## Objective a:
State how many lines in the rows below contain the word "costume". Give only the number.

Section 4. Mutilated or Missing Warrants. In case this Warrant shall be
mutilated, lost, stolen, or destroyed, the Company shall issue in exchange and
substitution of and upon cancellation of the mutilated Warrant, or in lieu of
and substitution for the Warrant lost, stolen or destroyed, a new Warrant of
like tenor and for the purchase of a like number of Warrant Shares, but only
upon receipt of evidence reasonably satisfactory to the Company of such loss,
theft or destruction of the Warrant, and with respect to a lost, stolen or
destroyed Warrant, reasonable indemnity or bond with respect thereto, if
requested by the Company.
-3-
Section 5. Fractional Shares. No fractional shares of Common Stock shall
be issued in connection with any exercise or cashless exercise hereunder, and in
lieu of any such fractional shares the Company shall make a cash payment
therefor to the Holder (or such other person or persons as directed by the
Holder, subject to compliance with all applicable laws) based on the fair market
value (as determined by the Board in good faith) of a share of Common Stock on
the date of exercise or cashless exercise of this Warrant.

## Task material:
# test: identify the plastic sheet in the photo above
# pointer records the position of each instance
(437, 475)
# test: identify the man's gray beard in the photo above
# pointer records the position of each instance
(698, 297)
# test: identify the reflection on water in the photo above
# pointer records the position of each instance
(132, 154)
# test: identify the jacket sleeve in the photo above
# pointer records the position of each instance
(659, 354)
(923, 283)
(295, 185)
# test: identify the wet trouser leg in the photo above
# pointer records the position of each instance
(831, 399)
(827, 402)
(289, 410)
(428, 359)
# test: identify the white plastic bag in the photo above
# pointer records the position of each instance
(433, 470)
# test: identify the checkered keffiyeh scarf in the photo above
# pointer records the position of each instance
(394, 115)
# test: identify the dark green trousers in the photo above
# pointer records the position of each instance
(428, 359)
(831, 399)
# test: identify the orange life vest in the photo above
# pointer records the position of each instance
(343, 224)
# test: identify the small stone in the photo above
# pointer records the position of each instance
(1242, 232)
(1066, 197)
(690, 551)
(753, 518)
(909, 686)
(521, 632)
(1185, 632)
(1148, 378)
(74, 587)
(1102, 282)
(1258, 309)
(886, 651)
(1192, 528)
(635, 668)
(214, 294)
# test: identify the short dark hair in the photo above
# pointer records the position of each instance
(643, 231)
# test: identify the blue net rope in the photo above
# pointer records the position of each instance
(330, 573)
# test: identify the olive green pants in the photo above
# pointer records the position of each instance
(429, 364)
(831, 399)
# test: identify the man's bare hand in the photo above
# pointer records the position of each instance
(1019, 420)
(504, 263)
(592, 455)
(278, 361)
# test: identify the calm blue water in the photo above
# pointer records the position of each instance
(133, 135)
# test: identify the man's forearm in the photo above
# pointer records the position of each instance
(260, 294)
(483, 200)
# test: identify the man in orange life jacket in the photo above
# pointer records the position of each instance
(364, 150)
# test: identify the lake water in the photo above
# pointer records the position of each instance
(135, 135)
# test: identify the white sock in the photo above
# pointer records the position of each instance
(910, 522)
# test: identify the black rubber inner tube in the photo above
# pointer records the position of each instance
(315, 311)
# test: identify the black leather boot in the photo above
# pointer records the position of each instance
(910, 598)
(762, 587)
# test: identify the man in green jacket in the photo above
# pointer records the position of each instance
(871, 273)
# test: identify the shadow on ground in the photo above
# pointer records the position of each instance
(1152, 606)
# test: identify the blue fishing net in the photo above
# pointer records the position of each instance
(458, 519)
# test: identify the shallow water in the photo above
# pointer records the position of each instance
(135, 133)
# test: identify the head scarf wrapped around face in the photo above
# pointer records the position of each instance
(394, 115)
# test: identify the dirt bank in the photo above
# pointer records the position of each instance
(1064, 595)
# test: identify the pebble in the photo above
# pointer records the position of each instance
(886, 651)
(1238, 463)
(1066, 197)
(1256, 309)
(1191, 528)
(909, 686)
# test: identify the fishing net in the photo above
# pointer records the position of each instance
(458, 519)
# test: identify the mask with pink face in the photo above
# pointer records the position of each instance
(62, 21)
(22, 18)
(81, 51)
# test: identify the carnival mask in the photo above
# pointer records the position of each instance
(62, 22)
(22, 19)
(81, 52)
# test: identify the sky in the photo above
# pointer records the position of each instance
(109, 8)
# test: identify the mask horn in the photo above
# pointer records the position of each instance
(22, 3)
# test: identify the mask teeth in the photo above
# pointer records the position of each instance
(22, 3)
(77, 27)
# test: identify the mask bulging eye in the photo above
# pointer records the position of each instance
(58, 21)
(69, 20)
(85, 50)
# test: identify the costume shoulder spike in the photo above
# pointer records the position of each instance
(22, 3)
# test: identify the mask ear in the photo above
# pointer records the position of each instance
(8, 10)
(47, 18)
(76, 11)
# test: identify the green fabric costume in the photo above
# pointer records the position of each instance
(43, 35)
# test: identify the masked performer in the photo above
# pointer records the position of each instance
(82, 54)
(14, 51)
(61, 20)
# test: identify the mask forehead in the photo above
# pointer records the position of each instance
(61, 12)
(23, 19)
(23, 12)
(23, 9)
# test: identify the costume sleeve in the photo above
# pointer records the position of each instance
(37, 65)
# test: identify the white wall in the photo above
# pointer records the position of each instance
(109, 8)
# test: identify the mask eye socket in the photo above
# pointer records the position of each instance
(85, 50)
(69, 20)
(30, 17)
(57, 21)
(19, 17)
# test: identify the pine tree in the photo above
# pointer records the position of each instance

## Objective b:
In the warrant terms above, who determines the fair market value used to calculate the cash payment made instead of fractional shares?

## Final result a:
3

## Final result b:
The Board determines it, in good faith.